# [What needs to be done]
Using the tutorial overview, list every field where latent variable models are said to hold a fundamental place.
(Quoted passage)
Geoffrey J. Gordon, Le Song, and Byron Boots


Slides, sample code, and videos are now available (see below on this page).

Topic Overview

Many problems in machine learning involve collecting high-dimensional multivariate observations or sequences of observations, and then hypothesizing a compact model which explains these observations. An appealing representation for such a model is a latent variable model that relates a set of observed variables to an additional set of unobserved or hidden variables.

Examples of popular latent variable models include latent tree graphical models and dynamical system models, both of which occupy a fundamental place in engineering, control theory, economics as well as the physical, biological, and social sciences. Unfortunately, to discover the right latent state representation and model parameters, we must solve difficult structural and temporal credit assignment problems. Work on learning latent variable structure has predominantly relied on likelihood maximization and local search heuristics such as expectation maximization (EM); these heuristics often lead to a search space with a host of bad local optima, and may therefore require impractically many restarts to reach a prescribed training precision.

This tutorial will focus on a recently-discovered class of spectral learning algorithms. These algorithms hold the promise of overcoming these problems and enabling learning of latent structure in tree and dynamical system models. Unlike the EM algorithm, spectral methods are computationally efficient, statistically consistent, and have no local optima; in addition, they can be simple to implement, and have state-of-the-art practical performance for many interesting learning problems.

We will describe the main theoretical, algorithmic, and empirical results related to spectral learning algorithms, starting with an overview of linear system identification results obtained in the last two decades, and then focusing on the remarkable recent progress in learning nonlinear dynamical systems, latent tree graphical models, and kernel-based nonparametric models.

Target Audience

This tutorial is meant for a broad audience, including students and researchers interested in machine learning in general, or specifically interested in recent advances in spectral learning algorithms. No specific knowledge will be required beyond basic linear algebra, probability, and statistics; the tutorial is self-contained and most of the foundational concepts are introduced during the presentation.

The participants will learn about the fundamental aspects of spectral learning algorithms applied to a diverse set of problems, including system identification for linear and non-linear dynamical systems, latent tree graphical models, and kernel-based non-parametric graphical models. We will include a concise presentation of the main algorithms, the most recent theoretical results, and an overview of empirical results in the above domains. We will provide sample code for some of the demonstrations, to allow participants to experiment on their own with effective spectral learning algorithms.
(End Quoted passage)
(Data supplied)
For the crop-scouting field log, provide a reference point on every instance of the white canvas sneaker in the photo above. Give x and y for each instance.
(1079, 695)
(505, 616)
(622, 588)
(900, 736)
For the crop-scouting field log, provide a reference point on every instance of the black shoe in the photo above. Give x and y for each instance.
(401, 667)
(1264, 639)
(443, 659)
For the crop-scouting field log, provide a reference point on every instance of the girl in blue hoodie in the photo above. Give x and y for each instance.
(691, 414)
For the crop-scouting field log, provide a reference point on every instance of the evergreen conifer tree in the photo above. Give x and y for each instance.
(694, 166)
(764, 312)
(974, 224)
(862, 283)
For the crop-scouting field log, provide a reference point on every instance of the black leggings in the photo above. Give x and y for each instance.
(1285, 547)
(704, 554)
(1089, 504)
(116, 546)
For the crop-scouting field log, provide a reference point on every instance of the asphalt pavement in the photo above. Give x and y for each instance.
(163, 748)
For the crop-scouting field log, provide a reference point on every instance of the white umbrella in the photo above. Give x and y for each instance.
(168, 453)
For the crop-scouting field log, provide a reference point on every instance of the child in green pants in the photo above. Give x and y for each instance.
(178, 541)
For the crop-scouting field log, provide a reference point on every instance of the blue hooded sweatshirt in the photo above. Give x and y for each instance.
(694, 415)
(End Data supplied)
# [Task answer]
Engineering, control theory, economics, the physical sciences, the biological sciences, the social sciences